# Records for the exercise start

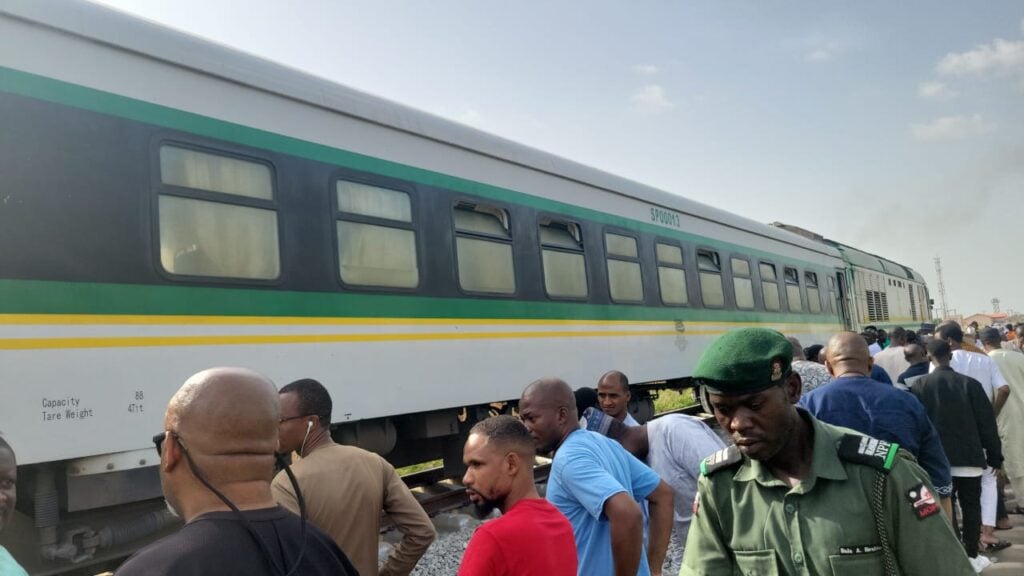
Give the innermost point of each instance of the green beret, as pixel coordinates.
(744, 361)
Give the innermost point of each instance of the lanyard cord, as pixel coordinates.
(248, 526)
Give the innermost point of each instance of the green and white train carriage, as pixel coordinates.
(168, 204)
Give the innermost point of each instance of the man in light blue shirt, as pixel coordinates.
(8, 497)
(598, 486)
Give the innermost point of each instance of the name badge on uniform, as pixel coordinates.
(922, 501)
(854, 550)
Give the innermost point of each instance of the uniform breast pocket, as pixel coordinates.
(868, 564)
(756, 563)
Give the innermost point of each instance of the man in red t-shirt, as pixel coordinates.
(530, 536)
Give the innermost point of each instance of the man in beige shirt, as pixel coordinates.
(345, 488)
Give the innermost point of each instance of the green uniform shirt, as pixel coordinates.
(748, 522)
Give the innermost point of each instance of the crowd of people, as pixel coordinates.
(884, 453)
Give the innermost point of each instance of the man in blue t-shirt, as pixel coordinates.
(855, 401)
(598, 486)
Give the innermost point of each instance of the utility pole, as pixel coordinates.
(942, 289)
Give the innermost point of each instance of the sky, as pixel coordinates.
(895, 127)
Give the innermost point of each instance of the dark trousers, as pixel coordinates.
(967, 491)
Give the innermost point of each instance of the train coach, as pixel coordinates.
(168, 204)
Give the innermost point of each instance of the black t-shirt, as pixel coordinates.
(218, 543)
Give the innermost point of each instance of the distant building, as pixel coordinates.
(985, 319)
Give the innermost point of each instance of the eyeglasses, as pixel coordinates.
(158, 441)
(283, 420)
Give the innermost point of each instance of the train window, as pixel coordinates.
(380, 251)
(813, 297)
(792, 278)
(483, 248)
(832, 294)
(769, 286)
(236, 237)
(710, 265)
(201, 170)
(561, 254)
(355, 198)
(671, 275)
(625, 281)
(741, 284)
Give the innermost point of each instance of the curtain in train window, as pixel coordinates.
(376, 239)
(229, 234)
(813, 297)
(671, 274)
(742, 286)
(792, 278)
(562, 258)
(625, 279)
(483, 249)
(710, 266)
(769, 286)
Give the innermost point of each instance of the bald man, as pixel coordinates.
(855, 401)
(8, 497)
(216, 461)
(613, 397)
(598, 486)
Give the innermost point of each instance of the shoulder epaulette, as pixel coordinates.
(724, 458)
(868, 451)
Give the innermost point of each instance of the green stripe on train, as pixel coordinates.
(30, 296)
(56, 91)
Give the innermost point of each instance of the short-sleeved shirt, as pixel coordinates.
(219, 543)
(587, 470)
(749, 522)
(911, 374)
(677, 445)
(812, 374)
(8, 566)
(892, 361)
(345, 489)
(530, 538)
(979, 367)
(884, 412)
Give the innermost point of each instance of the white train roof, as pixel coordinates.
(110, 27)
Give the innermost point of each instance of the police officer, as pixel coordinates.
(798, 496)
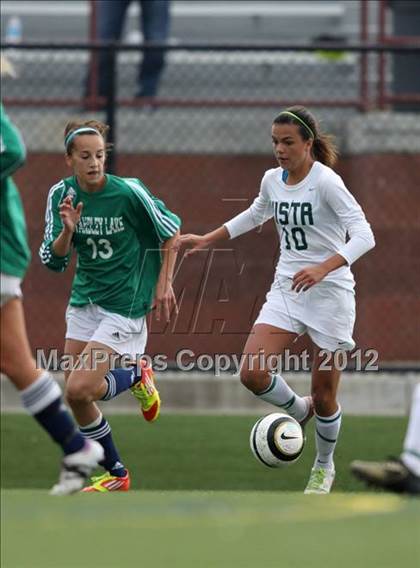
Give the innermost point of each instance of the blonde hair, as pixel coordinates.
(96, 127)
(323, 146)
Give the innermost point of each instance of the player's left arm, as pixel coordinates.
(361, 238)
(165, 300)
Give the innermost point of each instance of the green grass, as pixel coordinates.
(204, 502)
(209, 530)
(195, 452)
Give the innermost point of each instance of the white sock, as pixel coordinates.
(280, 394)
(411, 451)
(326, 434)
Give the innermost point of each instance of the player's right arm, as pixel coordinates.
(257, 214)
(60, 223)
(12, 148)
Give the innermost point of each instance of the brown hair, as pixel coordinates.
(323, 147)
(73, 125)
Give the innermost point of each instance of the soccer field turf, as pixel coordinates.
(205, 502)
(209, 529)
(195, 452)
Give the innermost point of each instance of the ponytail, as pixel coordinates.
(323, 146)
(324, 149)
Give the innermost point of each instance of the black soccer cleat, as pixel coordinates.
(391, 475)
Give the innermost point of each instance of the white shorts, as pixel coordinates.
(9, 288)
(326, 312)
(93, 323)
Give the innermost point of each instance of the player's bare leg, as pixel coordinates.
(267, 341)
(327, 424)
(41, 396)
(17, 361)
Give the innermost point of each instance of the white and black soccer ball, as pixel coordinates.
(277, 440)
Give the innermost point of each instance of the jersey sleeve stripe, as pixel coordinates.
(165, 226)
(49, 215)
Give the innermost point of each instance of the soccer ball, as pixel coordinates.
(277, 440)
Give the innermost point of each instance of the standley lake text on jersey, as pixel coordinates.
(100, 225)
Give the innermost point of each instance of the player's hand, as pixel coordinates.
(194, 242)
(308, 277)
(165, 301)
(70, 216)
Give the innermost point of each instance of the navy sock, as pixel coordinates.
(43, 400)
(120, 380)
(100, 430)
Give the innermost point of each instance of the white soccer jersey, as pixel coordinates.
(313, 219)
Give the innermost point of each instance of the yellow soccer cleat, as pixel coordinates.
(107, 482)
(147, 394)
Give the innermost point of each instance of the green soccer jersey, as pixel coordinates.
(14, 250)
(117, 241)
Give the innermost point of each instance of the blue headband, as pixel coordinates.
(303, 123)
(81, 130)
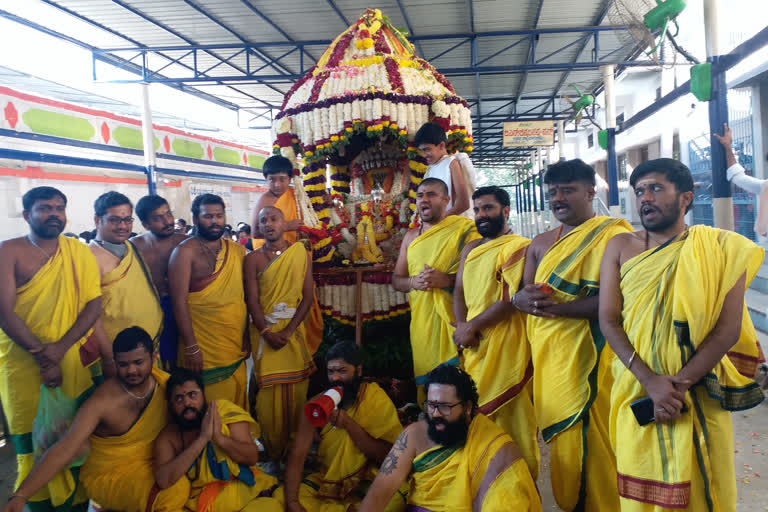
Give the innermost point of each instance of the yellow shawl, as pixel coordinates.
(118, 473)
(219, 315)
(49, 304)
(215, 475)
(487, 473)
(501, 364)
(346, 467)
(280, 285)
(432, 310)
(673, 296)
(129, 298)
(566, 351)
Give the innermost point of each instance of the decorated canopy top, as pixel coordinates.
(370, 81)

# Records for the exercise end

• **Exercise instructions**: Quote all the lines above exactly as given. Do not include the pictures.

• **Answer to the exercise**:
Give the innermost point of each instance of the green beret, as pixel coordinates.
(744, 361)
Give the innermost point of each instance of the lanyard cord, as pixel coordinates.
(248, 526)
Give the innermost point of each instance of the green and white train carriage, as pixel coordinates.
(168, 204)
Give the innermost point of each instance of the man in light blue shirt, as pixel coordinates.
(8, 497)
(598, 486)
Give the innermost point of each instance of the name badge on uniform, as pixel coordinates.
(922, 501)
(854, 550)
Give the innermost point of each instance of the uniform breast pocket, as pixel coordinates.
(868, 564)
(756, 563)
Give the innermost point of each instance of the man in red t-shirt, as pixel coordinates.
(530, 536)
Give the innermost point of each instance of the man in beige shirt, as pixel coordinates.
(345, 488)
Give the innermost point of each instance of the green uniform shirt, as pixel coordinates.
(748, 522)
Give the innermost point of each instance of the crowd of people, as pixel coordinates.
(884, 453)
Give the innermost point of each instance of the man in blue t-shirt, as pixel coordinates.
(855, 401)
(598, 486)
Give the innermost point of each instance of the utility pole, as pixel coordinates.
(942, 289)
Give the innermost point of each instance of the sky, as pixel coordinates.
(895, 127)
Give the innermost point of each instance of the dark trousers, as pixel coordinates.
(967, 491)
Give the innermost point of each instance of the train coach, as pixel coordinates.
(168, 204)
Give the innermost point of each instance of the black t-shirt, as pixel coordinates.
(218, 543)
Give the innermost point of each instance of the distant building, as pixel coordinates.
(985, 319)
Give the innermost point of each instance of the eyeglasses, as pixel coordinates.
(158, 441)
(283, 420)
Give the innermost point of each instance of the train window, as pixel coordinates.
(380, 251)
(813, 297)
(792, 278)
(483, 248)
(832, 294)
(769, 286)
(236, 237)
(710, 265)
(201, 170)
(561, 254)
(355, 198)
(671, 275)
(625, 281)
(741, 284)
Give the innermost point of each instance of the curtain in train window, as pixel coordinates.
(376, 239)
(229, 234)
(813, 297)
(671, 274)
(742, 286)
(792, 278)
(562, 258)
(625, 279)
(483, 249)
(710, 266)
(769, 286)
Give the innermost point of each instance of the bald man, as pixel coordinates.
(855, 401)
(8, 497)
(216, 461)
(613, 397)
(598, 486)
Give the innermost point of each instance of the shoulder epaulette, as pixel coordinates.
(724, 458)
(868, 451)
Give the innermost point of each instance of the green stripe on train, as pixel coordinates.
(30, 296)
(56, 91)
Give the innermost point of each instance of the short-sleeved shirt, as pixel coordinates.
(219, 543)
(587, 470)
(749, 522)
(911, 374)
(677, 445)
(812, 374)
(8, 566)
(892, 361)
(345, 489)
(530, 538)
(979, 367)
(884, 412)
Give the innermost point of each instance of the white train roof, as pixel coordinates.
(110, 27)
Give the innermost point of each instance of the police officer, as pixel coordinates.
(798, 496)
Give the innermost point of each instance of the blonde hair, as pixel coordinates.
(96, 127)
(323, 146)
Give the innermost point of each instance of the player's left arm, as pixel coordinates.
(361, 238)
(165, 300)
Give the innermost point of each instance of the green grass, as pixel coordinates.
(204, 502)
(209, 530)
(195, 452)
Give the innermost point of each instance of the white sock, as pixel coordinates.
(280, 394)
(411, 451)
(326, 434)
Give the innermost point of each instance of the player's right arm, as pixel coordinates.
(257, 214)
(60, 223)
(12, 148)
Give the innermost point of each instance of the brown hair, as pixel coordinates.
(323, 147)
(73, 125)
Give the innermost point of each instance of the soccer field turf, as pixel coordinates.
(205, 502)
(209, 529)
(195, 452)
Give the innermost point of each instance of the ponytail, as pixel coordinates.
(323, 146)
(324, 149)
Give the innermost point of each instance of the black soccer cleat, as pixel coordinates.
(391, 475)
Give the innermost point of each instance of the white shorts, as pixel coordinates.
(9, 288)
(326, 312)
(93, 323)
Give the innermost point of each instance of the player's bare leg, as pixel coordinates.
(267, 341)
(327, 424)
(41, 396)
(17, 361)
Give the innermost point of each instance of the white and black soccer ball, as pixel coordinates.
(277, 440)
Give the innermost point of each instance of the jersey sleeve stripe, as pixel coordinates.
(165, 226)
(49, 215)
Give the innermost point of each instance of the soccer ball, as pixel coordinates.
(277, 440)
Give the innermost point of each instance of the standley lake text on jersey, as pixel coordinates.
(100, 225)
Give the innermost point of each instance of the player's hand, as pixel coordinates.
(194, 242)
(308, 277)
(165, 301)
(70, 216)
Give the innermost point of each instance of the navy sock, as pixel coordinates.
(43, 400)
(120, 380)
(100, 430)
Give the innermost point of each instance of the white soccer jersey, as pixel coordinates.
(313, 219)
Give the innermost point of each instance of the yellow soccer cleat, as pixel coordinates.
(107, 482)
(147, 394)
Give the innermost point of each instance of the green soccer jersey, as pixel coordinates.
(14, 250)
(117, 241)
Give the innermost point of each instance of the blue headband, as pixel coordinates.
(303, 123)
(81, 130)
Give the innermost point of each instance of the yellow shawl, as pixel coordinates.
(118, 473)
(219, 315)
(49, 304)
(215, 475)
(487, 473)
(501, 364)
(346, 467)
(280, 285)
(432, 310)
(673, 296)
(129, 298)
(566, 351)
Give the innermost point of each instance of the decorated canopy top, as pixel coordinates.
(370, 81)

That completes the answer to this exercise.